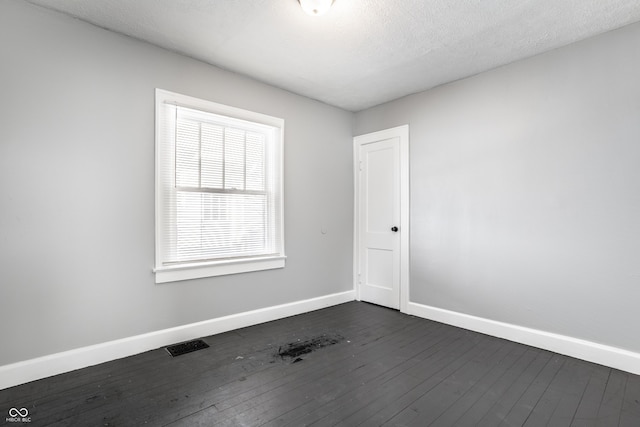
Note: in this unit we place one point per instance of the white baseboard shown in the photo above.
(58, 363)
(581, 349)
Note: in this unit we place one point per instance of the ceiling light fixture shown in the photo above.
(315, 7)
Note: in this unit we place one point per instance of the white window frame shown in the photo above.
(191, 270)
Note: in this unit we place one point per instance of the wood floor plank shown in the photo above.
(486, 383)
(587, 413)
(630, 412)
(386, 369)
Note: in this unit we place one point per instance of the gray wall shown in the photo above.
(525, 191)
(77, 193)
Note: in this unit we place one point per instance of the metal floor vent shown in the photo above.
(186, 347)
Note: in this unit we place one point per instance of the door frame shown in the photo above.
(401, 132)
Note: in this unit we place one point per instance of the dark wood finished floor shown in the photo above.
(386, 369)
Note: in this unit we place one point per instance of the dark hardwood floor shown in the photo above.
(348, 365)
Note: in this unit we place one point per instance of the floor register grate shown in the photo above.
(186, 347)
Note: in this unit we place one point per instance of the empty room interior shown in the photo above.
(400, 213)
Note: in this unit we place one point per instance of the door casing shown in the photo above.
(401, 132)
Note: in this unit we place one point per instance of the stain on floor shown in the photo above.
(298, 348)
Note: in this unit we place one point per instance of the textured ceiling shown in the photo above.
(362, 52)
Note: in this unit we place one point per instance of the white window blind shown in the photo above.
(219, 188)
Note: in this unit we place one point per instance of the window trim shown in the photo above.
(198, 269)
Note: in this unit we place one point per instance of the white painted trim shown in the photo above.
(198, 270)
(58, 363)
(401, 132)
(581, 349)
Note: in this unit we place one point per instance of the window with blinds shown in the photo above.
(218, 189)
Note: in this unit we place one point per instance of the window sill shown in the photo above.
(218, 268)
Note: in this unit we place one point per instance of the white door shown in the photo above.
(379, 224)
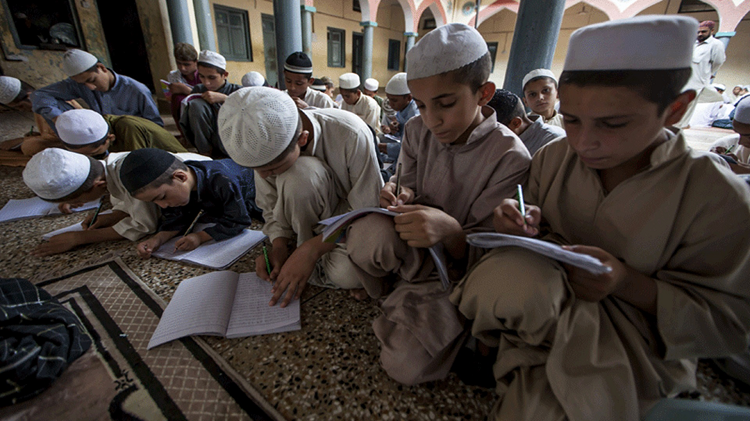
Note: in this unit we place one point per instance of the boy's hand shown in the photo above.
(508, 219)
(188, 242)
(213, 97)
(293, 276)
(145, 248)
(57, 244)
(388, 196)
(68, 207)
(590, 287)
(277, 257)
(423, 226)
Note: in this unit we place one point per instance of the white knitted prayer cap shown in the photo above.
(397, 85)
(444, 49)
(55, 173)
(81, 127)
(742, 112)
(212, 58)
(257, 124)
(349, 81)
(253, 79)
(77, 61)
(371, 84)
(652, 42)
(10, 87)
(537, 73)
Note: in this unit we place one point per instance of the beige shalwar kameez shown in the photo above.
(419, 329)
(561, 357)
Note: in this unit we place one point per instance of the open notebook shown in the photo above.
(227, 304)
(334, 233)
(551, 250)
(212, 254)
(35, 207)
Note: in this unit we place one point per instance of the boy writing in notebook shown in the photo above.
(625, 188)
(310, 164)
(457, 163)
(72, 179)
(221, 191)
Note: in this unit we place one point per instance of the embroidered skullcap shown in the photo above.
(10, 87)
(371, 84)
(397, 85)
(349, 81)
(77, 61)
(444, 49)
(298, 62)
(742, 112)
(212, 58)
(257, 124)
(142, 166)
(537, 73)
(55, 173)
(253, 79)
(650, 42)
(81, 127)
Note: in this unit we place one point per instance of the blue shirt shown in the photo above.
(225, 191)
(127, 97)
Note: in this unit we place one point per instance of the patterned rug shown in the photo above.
(119, 379)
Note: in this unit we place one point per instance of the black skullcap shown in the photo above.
(142, 166)
(298, 62)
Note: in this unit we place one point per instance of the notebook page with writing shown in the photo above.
(35, 207)
(200, 306)
(551, 250)
(251, 314)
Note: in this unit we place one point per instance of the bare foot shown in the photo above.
(358, 294)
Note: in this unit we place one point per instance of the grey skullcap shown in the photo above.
(142, 166)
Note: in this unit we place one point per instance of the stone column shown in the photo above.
(368, 29)
(205, 23)
(534, 40)
(306, 13)
(288, 32)
(179, 21)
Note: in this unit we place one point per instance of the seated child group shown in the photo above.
(606, 175)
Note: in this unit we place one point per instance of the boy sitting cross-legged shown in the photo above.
(222, 189)
(625, 188)
(457, 162)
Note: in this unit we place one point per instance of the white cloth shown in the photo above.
(640, 43)
(444, 49)
(367, 109)
(81, 127)
(77, 61)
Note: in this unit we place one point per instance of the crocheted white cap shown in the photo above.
(444, 49)
(538, 73)
(77, 61)
(253, 79)
(397, 85)
(55, 173)
(81, 127)
(349, 81)
(371, 84)
(256, 125)
(212, 58)
(651, 42)
(10, 87)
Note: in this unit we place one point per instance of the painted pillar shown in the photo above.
(534, 40)
(410, 37)
(205, 24)
(307, 12)
(724, 37)
(368, 29)
(179, 21)
(288, 22)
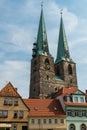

● ● ●

◆ What is being asked ◆
Copy everything from the line containing "white cap shown in the photo above." through the end of the entries, substituting "stone column" for "painted pillar" and changing nothing else. Omit the pictures from your answer.

◆ Exercise solution ◆
Note: in this unit we place one point per instance of the crocheted white cap shown in the photo above.
(444, 49)
(538, 73)
(77, 61)
(253, 79)
(397, 85)
(55, 173)
(81, 127)
(349, 81)
(371, 84)
(256, 125)
(212, 58)
(651, 42)
(10, 87)
Note: in this unit we place one point per instance of the stone column shown in the photo above.
(534, 40)
(410, 37)
(205, 24)
(307, 12)
(724, 37)
(368, 29)
(179, 21)
(288, 22)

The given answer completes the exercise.